■ EXCERPTED TEXT
JG: You have had a very prolific past year or two (or three), with
two chapbooks Absence
of Stars (Dancing
Girl Press) and Bone
of My Bone (Blood
Pudding Press) having come out this summer, and your first full-length Louder than Everything You Love (ELJ Publications)
coming out at the end of the year, with another chapbook Ghost Tongue (Porkbelly Press) forthcoming in 2016. I
don’t think I’ve ever seen such publication productivity from a single poet
within such a short time frame. What has propelled you to publish so much at
this time? Is it the subject matter that pushes you to be so prolific, or
something else? Or, is this a backlog of work that just happens to be coming to
publication fruition all at once?
NR: I read this
interview recently with poet Cecilia Woloch where she said something to the
effect that she had really been writing for decades and then all at once, it
seemed like the poems came and assembled themselves into chapbooks and books. I
published one of my first submitted poems in Alaska Quarterly Review in 2001 right after I finished graduate
school, and then my first chapbook came out in 2007. And then I didn’t really
publish anything until 2012. During that five years, I had my first child and I
was writing, but not actively focused on getting the work out there. My
daughter and son were born four years apart – I had difficult pregnancies with
both; both were born early (my son nine weeks) and spent weeks in the NICU.
Those experiences seemed to catalyze my writing, which contained love, grief,
vulnerability and the desire to create art, since time had become so scarce and
precious. So to answer your question, I’ve written many poems along the way,
and it seemed that in 2014, after workshopping with other poets, the
manuscripts started to assemble in front of me. I had years of writing and
cultivating and honing, and then something shifted and I was able to put
together collections. One other thing that I wanted to mention is that a poem,
“Necessary Work,” that I wrote about my daughter’s time in the NICU, when I was
just frantic with worry, won Ruminate Magazine’s Janet B. McCabe Poetry Prize
in 2012, and was selected by Li-Young Lee, a poet I admire so much. That was
the moment, I think, that put me on the track to focusing on getting a second
chapbook out.
JG: Is there any poem in your repertoire that you think hasn’t
gotten the attention it deserved, or that you would like to highlight? If so,
please tell us about why it is important to you.

■ SUPPLIED RECORDS
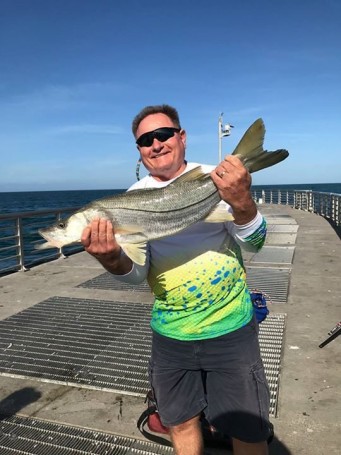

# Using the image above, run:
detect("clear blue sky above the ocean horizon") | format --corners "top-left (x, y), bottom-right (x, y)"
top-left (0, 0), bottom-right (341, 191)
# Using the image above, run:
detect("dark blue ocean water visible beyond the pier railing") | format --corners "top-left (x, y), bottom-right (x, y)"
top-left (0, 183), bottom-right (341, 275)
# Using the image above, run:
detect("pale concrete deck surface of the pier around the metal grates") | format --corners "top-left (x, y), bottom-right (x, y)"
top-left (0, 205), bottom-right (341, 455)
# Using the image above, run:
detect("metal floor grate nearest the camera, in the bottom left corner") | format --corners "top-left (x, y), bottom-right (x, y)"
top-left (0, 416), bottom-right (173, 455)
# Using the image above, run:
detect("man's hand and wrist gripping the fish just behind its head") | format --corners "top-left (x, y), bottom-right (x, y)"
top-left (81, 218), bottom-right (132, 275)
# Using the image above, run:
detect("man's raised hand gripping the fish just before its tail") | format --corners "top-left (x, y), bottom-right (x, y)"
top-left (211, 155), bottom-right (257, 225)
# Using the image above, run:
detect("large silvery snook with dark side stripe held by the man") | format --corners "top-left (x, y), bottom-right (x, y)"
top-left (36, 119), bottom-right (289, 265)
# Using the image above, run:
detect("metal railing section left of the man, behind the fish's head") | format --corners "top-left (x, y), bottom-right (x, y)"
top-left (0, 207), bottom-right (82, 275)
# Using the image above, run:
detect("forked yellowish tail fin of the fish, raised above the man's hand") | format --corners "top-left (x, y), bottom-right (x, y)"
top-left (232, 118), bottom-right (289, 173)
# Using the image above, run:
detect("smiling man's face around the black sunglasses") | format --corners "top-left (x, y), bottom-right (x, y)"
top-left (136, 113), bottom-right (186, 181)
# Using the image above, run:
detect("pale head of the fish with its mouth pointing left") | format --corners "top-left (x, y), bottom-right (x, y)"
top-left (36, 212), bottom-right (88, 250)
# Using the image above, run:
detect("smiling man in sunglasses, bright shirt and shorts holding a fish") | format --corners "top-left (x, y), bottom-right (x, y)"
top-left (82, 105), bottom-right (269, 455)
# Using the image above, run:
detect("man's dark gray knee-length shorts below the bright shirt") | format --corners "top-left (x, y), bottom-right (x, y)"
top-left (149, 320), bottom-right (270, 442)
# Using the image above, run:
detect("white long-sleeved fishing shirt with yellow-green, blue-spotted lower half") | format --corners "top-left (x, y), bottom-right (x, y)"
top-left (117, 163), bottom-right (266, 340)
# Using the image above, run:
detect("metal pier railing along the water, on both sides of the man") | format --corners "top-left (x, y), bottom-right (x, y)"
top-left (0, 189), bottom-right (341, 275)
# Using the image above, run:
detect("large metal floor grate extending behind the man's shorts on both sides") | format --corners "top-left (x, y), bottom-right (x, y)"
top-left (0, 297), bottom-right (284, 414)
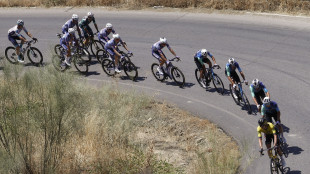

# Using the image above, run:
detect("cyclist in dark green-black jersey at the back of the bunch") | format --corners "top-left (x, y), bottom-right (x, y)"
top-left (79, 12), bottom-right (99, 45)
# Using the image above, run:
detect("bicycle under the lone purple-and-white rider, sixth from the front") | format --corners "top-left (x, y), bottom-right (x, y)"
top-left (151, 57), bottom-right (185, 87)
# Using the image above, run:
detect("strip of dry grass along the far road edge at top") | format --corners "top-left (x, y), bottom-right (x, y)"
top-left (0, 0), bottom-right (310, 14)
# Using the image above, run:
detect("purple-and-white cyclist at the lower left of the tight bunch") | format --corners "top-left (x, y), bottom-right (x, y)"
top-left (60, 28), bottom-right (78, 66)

* * *

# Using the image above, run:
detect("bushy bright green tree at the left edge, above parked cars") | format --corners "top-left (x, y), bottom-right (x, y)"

■ EXERCISES TO COMPLETE
(A) Please list every publisher named in the poetry interview.
(B) Translate this sentence from the poetry interview into Spanish: "During that five years, I had my first child and I was writing, but not actively focused on getting the work out there."
(C) Resume the poetry interview from the point where it stops.

■ RESPONSE LIST
(A)
Dancing Girl Press
Blood Pudding Press
ELJ Publications
Porkbelly Press

(B) Durante esos cinco años, tuve a mi primer bebé y estaba escribiendo, pero no me enfocaba activamente en dar a conocer mi obra.

(C)
NR: “Labor” is an
important poem to Absence of Stars.
This was the first poem I wrote about my son, and it took a long time to find a
home before it appeared in Stirring.
Labor
Pears, immortal fruit, comfort me. How
in Chinese, li is pear separating.
Corn husks, our bodies against.
Bees humming, my water broke nine weeks
early, and the baby came.
For a woman
whose labor is long, for her exquisite
ache, midwives spoon
sugar and aged
vinegar into her mouth, sweet
brightening the sour. Or, they call out
to Margaret,
as if the saint of childbirth will place
a hand on the locus of pain. Shhhh,
this is why
a baby is born now, to teach me about
the forms resistance takes. Just as you,
stone,
shone on the first
angel,
a midwife strokes sard
on thighs to make the baby come, so a
child comes
forth
a shining person.
Is there consolation in this suffering,
as light falls between sycamore branches?
Does the flock
that leaves one drowned in the river
ever forget its black wings and shimmering eye?
Things are always
happening in the forest, flashes of
feather and fur. We fail into departure,
such graceless creatures
carrying broken teeth. Yet, a singing
through fontanel.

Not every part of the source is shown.